### Lista de tarefas
1 > Resuma o texto de leitura em duas frases.
2 > De acordo com o texto de leitura, qual núcleo editou a Radar naquele dia?
3 > Dê continuidade ao texto de leitura, começando logo após a última frase.

### Texto de leitura
============================================================
Solicitei aos editores das duas áreas justificativas para a escolha do assunto da manchete, em Cotidiano, e da abordagem em Radar. Recebi sobre a primeira o seguinte comentário do editor-executivo do Núcleo Cotidiano, Érico Firmo: “Os dois assuntos são fortes e seriam boas manchetes de página. Isso é bom para o leitor. A matéria escolhida para ser a menor, por um lado, era desdobramento de história que acompanhamos por dias e reproduziu posição que o governo já vinha manifestando havia uma semana. Além disso, o assunto pôde ser praticamente esgotado no espaço que havia. O outro teria de ser sacrificado. A história do banco comunitário que sentiu os impactos da violência e decidiu atacar o problema pela educação me parece uma outra forma, mais surpreendente e inusitada, de abordarmos o mesmo tema, da segurança.” Do Núcleo de Negócios, que editou a Radar naquele dia, não recebi explicação.
AGENDA DE INTERESSE
Nos dois casos citados acima, foi perdido o foco de apresentação de notícias com agenda baseada em interesse público. Embora entenda que selecionar e editar notícias sejam sempre uma difícil decisão. A fala do governador naquele dia sobre a possível pacificação de grupos rivais era inédita, mesmo que gestores ligados à segurança já tivessem se manifestado sobre o tema. O alcance dela também era mais amplo. Até mesmo a cobertura que O POVO vem fazendo sobre o tema demandava que o assunto fosse apresentado com maior destaque.
============================================================
### Dados apresentados
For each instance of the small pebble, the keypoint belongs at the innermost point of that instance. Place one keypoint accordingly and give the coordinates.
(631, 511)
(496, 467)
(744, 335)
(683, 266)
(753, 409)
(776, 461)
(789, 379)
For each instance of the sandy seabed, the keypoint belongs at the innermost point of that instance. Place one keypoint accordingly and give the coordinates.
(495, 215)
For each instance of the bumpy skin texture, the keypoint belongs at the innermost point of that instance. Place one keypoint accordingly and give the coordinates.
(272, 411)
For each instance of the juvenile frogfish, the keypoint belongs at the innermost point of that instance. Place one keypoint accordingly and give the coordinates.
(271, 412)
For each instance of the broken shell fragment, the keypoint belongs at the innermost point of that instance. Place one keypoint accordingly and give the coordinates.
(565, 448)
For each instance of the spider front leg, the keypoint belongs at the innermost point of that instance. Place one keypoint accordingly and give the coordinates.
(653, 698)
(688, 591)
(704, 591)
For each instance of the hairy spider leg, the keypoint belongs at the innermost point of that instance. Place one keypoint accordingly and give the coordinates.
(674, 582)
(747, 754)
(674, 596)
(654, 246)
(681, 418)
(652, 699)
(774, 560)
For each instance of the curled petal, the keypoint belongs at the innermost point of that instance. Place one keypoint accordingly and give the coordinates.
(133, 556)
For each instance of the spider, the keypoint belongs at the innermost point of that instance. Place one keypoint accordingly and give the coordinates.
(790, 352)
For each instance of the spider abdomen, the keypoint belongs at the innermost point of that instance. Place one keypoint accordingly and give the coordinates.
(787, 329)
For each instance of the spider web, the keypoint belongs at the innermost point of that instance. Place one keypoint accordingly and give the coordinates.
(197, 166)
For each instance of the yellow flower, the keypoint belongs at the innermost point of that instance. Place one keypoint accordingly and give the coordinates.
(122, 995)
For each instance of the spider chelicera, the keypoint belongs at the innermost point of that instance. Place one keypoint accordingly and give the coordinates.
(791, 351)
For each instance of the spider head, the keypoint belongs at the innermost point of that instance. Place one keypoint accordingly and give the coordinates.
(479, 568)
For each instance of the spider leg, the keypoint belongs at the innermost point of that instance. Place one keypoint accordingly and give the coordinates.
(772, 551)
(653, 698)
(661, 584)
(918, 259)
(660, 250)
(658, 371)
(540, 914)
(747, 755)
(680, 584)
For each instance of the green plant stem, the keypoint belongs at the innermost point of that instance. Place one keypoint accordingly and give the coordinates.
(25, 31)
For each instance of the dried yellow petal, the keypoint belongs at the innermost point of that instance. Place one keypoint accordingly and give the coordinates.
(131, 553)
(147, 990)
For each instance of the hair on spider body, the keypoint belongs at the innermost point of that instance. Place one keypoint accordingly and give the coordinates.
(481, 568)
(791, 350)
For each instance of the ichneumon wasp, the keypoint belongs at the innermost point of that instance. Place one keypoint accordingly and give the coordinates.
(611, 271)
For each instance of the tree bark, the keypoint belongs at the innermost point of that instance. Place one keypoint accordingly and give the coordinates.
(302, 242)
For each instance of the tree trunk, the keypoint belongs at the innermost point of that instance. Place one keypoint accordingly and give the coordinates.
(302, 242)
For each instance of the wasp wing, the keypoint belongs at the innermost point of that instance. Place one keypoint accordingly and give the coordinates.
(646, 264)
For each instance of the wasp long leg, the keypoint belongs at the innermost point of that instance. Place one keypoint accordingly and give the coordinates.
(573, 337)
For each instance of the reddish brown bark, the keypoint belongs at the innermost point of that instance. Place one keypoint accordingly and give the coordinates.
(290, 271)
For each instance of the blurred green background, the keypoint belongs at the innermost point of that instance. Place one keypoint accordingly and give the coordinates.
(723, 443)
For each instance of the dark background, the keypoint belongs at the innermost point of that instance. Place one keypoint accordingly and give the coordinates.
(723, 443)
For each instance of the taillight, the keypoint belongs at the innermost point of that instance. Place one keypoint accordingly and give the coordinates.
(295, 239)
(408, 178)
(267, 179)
============================================================
### Respostas do exercício
1 > Érico Firmo, editor-executivo do Núcleo Cotidiano, justificou a escolha da manchete dizendo que a matéria menor reproduzia uma posição que o governo já vinha manifestando, e que a história do banco comunitário tratava a segurança de forma mais surpreendente e inusitada, enquanto o Núcleo de Negócios não explicou a abordagem da Radar. Nos dois casos, perdeu-se o foco em notícias de interesse público, pois a fala do governador sobre a possível pacificação de grupos rivais era inédita e tinha alcance mais amplo.

2 > O Núcleo de Negócios.

3 >
No segundo caso, ao privilegiar o panelaço em detrimento do teor da fala da presidente, deixou de se levar em conta que o Brasil trava uma dura batalha conta a microcefalia; que os casos mais graves de zika estão sendo no Ceará (como está na entrevista Páginas Azuis da segunda-feira passada com o presidente da Fiocruz, Paulo Gadelha) ou que a dengue matou pelo menos 66 pessoas no ano passado no Estado. Era um assunto nacional, mas essencialmente local. O panelaço contra uma autoridade, mesmo sendo de alguns poucos, também é notícia, mas falta nele ineditismo e, naquele dia, não se deu por estas bandas. Além disso, jornalisticamente, pelo momento, pela responsabilidade social, é um dever bem informar sobre as iniciativas de combate ao Aedes aegypti. Até mesmo para cobrar o cumprimento depois.
ERRAMOS DE JANEIRO
Apresento em quadro nesta coluna os erramos publicados no mês passado. O levantamento é elaborado, mensalmente, pelo Banco de Dados do O POVO. De acordo com o Guia de Redação e Estilo do jornal, na seção “devem ser privilegiados os erros de informação, créditos, fotos e erros graves de português cometidos em títulos e resumos de matérias”. Não destaco o quadro de atendimento ao leitor, pois estava de férias em janeiro.